*STATED TASK*
Return everything in the densest subgraph paper summary from "# Convex optimization" down to "for its effectiveness.", copied word for word.

Start EXTRACT PROVIDED

# Convex optimization for the densest subgraph and densest submatrix   problems

**Authors:** Polina Bombina, Brendan Ames

arXiv: 1904.03272 · 2019-04-09

## TL;DR

This paper introduces a convex relaxation approach using nuclear norm minimization to efficiently identify dense subgraphs in large graphs, providing theoretical guarantees and empirical validation for its effectiveness.

## Contribution

It proposes a novel convex relaxation method for the densest subgraph problem, with theoretical recovery guarantees and a practical first-order algorithm.

## Key findings

- Exact recovery of dense subgraphs under certain probabilistic models
- The proposed method outperforms traditional approaches in simulated and real-world networks
- Empirical results confirm the theoretical recovery thresholds

## Abstract

We consider the densest $k$-subgraph problem, which seeks to identify the $k$-node subgraph of a given input graph with maximum number of edges. This problem is well-known to be NP-hard, by reduction to the maximum clique problem. We propose a new convex relaxation for the densest $k$-subgraph problem, based on a nuclear norm relaxation of a low-rank plus sparse decomposition of the adjacency matrices of $k$-node subgraphs to partially address this intractability. We establish that the densest $k$-subgraph can be recovered with high probability from the optimal solution of this convex relaxation if the input graph is randomly sampled from a distribution of random graphs constructed to contain an especially dense $k$-node subgraph with high probability. Specifically, the relaxation is exact when the edges of the input graph are added independently at random, with edges within a particular $k$-node subgraph added with higher probability than other edges in the graph. We provide a sufficient condition on the size of this subgraph $k$ and the expected density under which the optimal solution of the proposed relaxation recovers this $k$-node subgraph with high probability. Further, we propose a first-order method for solving this relaxation based on the alternating direction method of multipliers, and empirically confirm our predicted recovery thresholds using simulations involving randomly generated graphs, as well as graphs drawn from social and collaborative networks.

End EXTRACT PROVIDED
Start SOURCE MATERIAL

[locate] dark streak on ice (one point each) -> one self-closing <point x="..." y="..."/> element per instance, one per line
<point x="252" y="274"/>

End SOURCE MATERIAL

*FULL ANSWER*
# Convex optimization for the densest subgraph and densest submatrix   problems

**Authors:** Polina Bombina, Brendan Ames

arXiv: 1904.03272 · 2019-04-09

## TL;DR

This paper introduces a convex relaxation approach using nuclear norm minimization to efficiently identify dense subgraphs in large graphs, providing theoretical guarantees and empirical validation for its effectiveness.